• [Actions to take]
1. From the Stevie Wonder post, set down the passage that begins with the words containing "I’m not trying" and ends with "and that’s that.".
2. In the Stevie Wonder post, what does the writer say they will share two examples of?

Higher Ground 6/21/2020

Let’s dispense with any sense of dispassionate distance… Stevie Wonder is my very favorite musician. He’s my answer to all kinds of desert-island, house-burning-and-you-can-only-save-the-records-of-one-artist questions.

I’m not trying to make a persuasive once-and-for-all case. It’s not as if there is just one “musician” ladder standing outside in an empty field that all of us are trying to climb. It’s not as if any of these G.O.A.T. debates that percolate steadily through talk shows, magazines, fan forums and social media, are really intended for any kind of resolution. I don’t even have enough interest in my own thoughts to spend time comparing his merits with those of other beloved musicians. I love him and that’s that.

When discussing Stevie’s genius, his gifts as a songwriter are usually and justifiably foregrounded. If you’re not familiar, please pause here and listen to the albums (so difficult to name just a few!) “Where I’m Coming From,” “Talking Book,” “Fulfillingness’ First Finale” “Innervisions” and “Songs in the Key of Life” in their entirety. It might take a minute, and if you forget to come back here it’s not that big of a deal. If I only had these songs, I think it would be enough. The wise psalmody of “If it’s Magic,” The passionate protest of “Living for the City,” the spiritually soaked romance of “Ribbon in the Sky” and on and on… I am so thankful to have had these and many others woven through the soundtracks of my memories.

However, I’d like to shine a light here on his equally brilliant singing and interpretive powers, by sharing two examples of Stevie performing cover versions of other people’s songs. With just the fresh delivery of a familiar melody, his personality is as evident and luminous as in any of his original work. I’d also offer some reflections on the historical moment we find ourselves in this June of 2020.

• [Stored rows]
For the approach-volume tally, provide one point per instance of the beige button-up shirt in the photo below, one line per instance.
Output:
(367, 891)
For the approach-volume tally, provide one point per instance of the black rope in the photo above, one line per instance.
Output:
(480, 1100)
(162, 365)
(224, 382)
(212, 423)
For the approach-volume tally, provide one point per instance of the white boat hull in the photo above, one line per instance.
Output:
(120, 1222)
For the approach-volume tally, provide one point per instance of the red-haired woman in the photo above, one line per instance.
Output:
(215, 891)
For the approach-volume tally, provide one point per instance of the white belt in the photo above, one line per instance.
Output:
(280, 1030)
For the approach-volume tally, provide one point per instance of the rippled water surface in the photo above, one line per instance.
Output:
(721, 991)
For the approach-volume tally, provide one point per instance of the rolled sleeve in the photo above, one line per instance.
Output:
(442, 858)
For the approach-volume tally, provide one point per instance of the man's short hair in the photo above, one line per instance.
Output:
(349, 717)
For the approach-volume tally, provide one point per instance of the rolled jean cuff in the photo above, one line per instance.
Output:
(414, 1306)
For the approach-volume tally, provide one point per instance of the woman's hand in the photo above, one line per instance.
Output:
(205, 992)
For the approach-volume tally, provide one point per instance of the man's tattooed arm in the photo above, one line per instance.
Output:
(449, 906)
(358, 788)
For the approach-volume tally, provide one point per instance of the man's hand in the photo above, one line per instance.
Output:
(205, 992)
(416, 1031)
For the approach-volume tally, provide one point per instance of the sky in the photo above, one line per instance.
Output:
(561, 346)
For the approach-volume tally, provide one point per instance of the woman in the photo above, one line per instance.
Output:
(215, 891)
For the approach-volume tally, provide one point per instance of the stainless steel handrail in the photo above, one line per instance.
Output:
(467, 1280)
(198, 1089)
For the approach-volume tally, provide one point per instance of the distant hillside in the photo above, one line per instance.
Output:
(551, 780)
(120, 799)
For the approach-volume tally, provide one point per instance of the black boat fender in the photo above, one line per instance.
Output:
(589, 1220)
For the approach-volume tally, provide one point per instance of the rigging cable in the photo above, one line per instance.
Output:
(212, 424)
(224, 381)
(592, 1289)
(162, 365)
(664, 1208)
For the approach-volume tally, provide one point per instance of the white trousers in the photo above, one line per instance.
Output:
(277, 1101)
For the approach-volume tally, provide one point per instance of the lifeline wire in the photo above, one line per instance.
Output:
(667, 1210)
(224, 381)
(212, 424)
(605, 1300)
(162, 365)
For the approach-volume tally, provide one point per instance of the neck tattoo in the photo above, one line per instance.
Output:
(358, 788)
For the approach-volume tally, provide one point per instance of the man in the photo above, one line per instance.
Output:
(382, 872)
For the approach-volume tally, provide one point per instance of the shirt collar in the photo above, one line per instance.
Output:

• [Final answers]
1.
I’m not trying to make a persuasive once-and-for-all case. It’s not as if there is just one “musician” ladder standing outside in an empty field that all of us are trying to climb. It’s not as if any of these G.O.A.T. debates that percolate steadily through talk shows, magazines, fan forums and social media, are really intended for any kind of resolution. I don’t even have enough interest in my own thoughts to spend time comparing his merits with those of other beloved musicians. I love him and that’s that.

2. Stevie performing cover versions of other people's songs.